Sumber -
---*---

Tidak Cukup Jadikan NU sebagai Organisasi Canggih
GUSYAHYA.ID – Kita tidak bisa lagi, Nahdlatul Ulama ini, berpikir bagaimana menjadikan NU berpikir sebagai organisasi yang canggih saja, itu tidak cukup.
Ada saatnya, dulu, Nahdlatul Ulama itu berkepentingan untuk menegaskan kekhususan-kekhususannya sendiri yang membedakannya dengan yang lain.
Dulu, pada awal keberadaannya, sampai dengan awal tahun 50-an, tidak mudah orang menjadi anggota Nahdlatul Ulama, sulit sekali. Karena untuk diterima menjadi anggota ini harus sungguh-sungguh orang yang punya kualifikasi ulama yang tidak diragukan, dengan control standard yang sungguh-sungguh sehingga susah.

---*---

Instruksi Tugas - Tuliskan ulang seluruh teks tentang Nahdlatul Ulama di atas tanpa mengubah satu kata atau tanda baca pun.

Data yang Diberikan -
---*---

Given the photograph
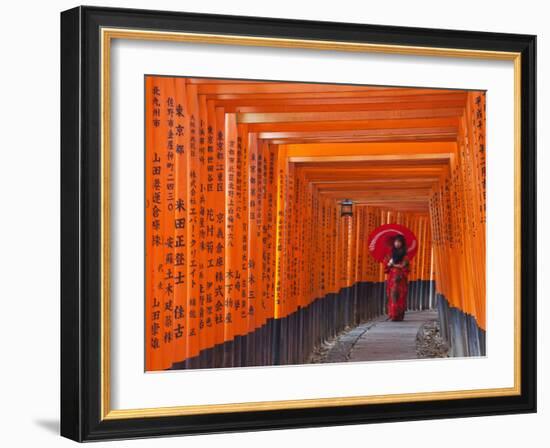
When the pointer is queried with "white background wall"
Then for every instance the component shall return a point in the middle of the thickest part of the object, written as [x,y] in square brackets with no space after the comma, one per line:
[29,225]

---*---

Penyelesaian -
Tidak Cukup Jadikan NU sebagai Organisasi Canggih
GUSYAHYA.ID – Kita tidak bisa lagi, Nahdlatul Ulama ini, berpikir bagaimana menjadikan NU berpikir sebagai organisasi yang canggih saja, itu tidak cukup.
Ada saatnya, dulu, Nahdlatul Ulama itu berkepentingan untuk menegaskan kekhususan-kekhususannya sendiri yang membedakannya dengan yang lain.
Dulu, pada awal keberadaannya, sampai dengan awal tahun 50-an, tidak mudah orang menjadi anggota Nahdlatul Ulama, sulit sekali. Karena untuk diterima menjadi anggota ini harus sungguh-sungguh orang yang punya kualifikasi ulama yang tidak diragukan, dengan control standard yang sungguh-sungguh sehingga susah.